> **Dataset entries**:
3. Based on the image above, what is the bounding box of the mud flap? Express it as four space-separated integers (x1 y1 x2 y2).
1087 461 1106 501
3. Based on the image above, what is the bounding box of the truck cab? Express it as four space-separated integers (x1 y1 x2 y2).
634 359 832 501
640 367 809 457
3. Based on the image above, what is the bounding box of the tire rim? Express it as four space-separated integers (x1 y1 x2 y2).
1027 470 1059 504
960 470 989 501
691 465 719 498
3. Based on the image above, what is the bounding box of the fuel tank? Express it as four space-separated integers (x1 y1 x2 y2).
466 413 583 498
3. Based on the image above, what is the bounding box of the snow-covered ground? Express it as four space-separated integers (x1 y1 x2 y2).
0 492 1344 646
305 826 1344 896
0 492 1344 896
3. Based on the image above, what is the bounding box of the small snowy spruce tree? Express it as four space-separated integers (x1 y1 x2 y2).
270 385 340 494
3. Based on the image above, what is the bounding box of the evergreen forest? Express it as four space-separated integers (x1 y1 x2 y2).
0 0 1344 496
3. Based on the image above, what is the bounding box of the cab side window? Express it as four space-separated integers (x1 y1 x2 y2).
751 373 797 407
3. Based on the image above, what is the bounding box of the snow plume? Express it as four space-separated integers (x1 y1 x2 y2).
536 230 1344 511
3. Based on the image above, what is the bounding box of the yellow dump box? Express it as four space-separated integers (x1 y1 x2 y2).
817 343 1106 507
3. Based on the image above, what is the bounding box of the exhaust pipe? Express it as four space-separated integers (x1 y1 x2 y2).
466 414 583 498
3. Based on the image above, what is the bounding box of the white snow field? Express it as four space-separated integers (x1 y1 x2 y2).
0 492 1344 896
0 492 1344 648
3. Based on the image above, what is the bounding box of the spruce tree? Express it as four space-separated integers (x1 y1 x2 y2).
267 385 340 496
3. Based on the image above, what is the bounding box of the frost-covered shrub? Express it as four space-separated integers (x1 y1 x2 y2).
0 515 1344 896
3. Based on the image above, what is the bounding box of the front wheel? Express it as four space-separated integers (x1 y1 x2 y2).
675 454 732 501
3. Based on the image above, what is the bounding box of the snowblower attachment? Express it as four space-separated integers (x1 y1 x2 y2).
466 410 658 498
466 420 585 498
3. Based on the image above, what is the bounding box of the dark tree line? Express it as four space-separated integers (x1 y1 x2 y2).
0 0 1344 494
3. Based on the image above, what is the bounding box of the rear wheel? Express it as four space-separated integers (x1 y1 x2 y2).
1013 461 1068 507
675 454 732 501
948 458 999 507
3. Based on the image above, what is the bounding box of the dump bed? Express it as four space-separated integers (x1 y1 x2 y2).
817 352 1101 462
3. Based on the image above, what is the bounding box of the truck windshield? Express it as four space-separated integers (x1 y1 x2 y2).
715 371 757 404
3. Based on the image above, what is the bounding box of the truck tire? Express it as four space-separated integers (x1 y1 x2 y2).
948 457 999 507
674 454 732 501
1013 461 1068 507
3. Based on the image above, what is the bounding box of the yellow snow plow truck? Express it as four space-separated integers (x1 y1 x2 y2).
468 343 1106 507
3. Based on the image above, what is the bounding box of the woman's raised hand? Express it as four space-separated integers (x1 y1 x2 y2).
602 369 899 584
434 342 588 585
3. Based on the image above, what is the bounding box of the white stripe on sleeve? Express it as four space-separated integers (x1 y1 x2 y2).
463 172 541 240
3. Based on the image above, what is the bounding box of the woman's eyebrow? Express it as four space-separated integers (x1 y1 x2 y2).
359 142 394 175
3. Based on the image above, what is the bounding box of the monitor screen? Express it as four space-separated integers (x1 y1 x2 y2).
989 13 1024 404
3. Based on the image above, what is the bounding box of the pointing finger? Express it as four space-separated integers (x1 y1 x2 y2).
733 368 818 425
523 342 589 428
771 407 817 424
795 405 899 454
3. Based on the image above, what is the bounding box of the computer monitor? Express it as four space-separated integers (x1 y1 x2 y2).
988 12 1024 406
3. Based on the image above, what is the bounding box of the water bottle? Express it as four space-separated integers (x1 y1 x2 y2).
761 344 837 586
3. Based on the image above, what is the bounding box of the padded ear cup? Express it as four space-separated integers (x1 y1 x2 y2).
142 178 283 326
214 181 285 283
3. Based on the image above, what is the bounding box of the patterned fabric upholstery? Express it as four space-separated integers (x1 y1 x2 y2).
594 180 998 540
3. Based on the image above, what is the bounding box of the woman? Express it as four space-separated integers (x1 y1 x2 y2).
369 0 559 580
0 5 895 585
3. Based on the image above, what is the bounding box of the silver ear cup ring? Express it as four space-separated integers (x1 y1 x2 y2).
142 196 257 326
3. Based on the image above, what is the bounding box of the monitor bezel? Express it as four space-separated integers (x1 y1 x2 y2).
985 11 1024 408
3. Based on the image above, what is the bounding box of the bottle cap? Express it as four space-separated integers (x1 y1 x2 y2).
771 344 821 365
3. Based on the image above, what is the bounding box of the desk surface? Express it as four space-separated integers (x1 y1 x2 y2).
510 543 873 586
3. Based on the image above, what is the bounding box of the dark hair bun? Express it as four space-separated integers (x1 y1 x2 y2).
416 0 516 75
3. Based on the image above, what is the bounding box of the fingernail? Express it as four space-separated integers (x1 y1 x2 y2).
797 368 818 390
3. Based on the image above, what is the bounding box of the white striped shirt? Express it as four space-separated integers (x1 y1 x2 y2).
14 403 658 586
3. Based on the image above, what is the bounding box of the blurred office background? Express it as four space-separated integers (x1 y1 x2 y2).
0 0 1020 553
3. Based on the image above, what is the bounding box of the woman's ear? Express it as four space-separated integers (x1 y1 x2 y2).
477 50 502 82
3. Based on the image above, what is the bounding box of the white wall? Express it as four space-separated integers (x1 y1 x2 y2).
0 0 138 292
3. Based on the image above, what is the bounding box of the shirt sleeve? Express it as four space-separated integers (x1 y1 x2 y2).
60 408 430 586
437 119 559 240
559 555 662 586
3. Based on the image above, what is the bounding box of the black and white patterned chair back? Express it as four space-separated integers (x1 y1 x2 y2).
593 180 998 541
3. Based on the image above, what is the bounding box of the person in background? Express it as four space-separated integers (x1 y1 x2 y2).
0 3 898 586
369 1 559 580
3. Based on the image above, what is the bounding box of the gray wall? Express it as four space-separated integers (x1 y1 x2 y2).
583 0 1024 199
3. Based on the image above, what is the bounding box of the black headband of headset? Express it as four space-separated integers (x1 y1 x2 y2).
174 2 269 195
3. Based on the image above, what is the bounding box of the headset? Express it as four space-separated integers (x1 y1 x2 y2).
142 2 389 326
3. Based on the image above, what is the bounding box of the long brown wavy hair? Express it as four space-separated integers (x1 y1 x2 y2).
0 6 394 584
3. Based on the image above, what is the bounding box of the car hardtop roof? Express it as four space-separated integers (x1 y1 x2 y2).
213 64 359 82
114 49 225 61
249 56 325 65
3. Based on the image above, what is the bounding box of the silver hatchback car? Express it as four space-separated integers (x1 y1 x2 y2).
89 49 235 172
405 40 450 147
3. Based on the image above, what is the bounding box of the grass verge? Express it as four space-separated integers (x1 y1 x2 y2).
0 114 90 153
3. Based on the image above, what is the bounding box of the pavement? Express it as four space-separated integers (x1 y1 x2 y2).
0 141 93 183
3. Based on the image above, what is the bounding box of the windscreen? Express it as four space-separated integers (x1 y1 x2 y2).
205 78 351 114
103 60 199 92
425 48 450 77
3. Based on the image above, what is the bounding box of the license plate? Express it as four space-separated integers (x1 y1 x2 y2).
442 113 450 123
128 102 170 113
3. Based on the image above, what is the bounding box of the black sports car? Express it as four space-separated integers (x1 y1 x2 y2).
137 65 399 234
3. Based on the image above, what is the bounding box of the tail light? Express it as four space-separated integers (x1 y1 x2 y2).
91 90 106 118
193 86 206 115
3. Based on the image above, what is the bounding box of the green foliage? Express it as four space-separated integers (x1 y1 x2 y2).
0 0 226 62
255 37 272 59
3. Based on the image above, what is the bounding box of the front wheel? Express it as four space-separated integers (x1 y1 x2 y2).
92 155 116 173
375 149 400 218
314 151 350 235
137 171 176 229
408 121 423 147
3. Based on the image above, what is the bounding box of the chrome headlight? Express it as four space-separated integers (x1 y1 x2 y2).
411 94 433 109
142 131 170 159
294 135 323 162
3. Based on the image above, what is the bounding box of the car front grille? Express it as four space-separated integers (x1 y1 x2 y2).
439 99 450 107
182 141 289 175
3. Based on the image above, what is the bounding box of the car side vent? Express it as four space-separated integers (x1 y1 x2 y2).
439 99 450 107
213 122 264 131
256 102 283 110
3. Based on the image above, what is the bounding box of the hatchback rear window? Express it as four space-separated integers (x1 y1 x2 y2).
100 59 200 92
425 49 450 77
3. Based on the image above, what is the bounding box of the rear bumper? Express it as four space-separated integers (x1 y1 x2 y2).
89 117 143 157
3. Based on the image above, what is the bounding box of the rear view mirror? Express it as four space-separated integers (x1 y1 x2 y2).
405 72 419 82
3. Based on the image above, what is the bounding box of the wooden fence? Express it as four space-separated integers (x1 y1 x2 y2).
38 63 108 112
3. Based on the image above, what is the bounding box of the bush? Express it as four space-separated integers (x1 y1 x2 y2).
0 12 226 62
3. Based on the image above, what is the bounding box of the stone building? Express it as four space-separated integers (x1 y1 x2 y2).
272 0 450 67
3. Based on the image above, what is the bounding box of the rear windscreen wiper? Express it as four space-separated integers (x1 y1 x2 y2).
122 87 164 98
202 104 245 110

> **Your task**:
Update the rows in the part that opens with the line containing "the truck tire?" and closes with the line containing "434 342 588 585" by replacing "raised hand" with "left hand", leaving everything else unchanged. Give back only that part.

> **Task result**:
3. Based on the image above, what is the bounding box of the truck tire? Express it as four space-separated integers (x1 y1 x2 y2).
948 457 999 507
674 454 732 501
1013 461 1068 507
3. Based on the image above, what is the bounding box of the yellow snow plow truck? Express it as four space-separated integers (x1 y1 x2 y2).
468 343 1106 507
3. Based on the image above, what is the bounding box of the woman's left hand? Express it as four space-separated integers (x1 y1 x2 y2).
602 369 899 584
434 342 588 585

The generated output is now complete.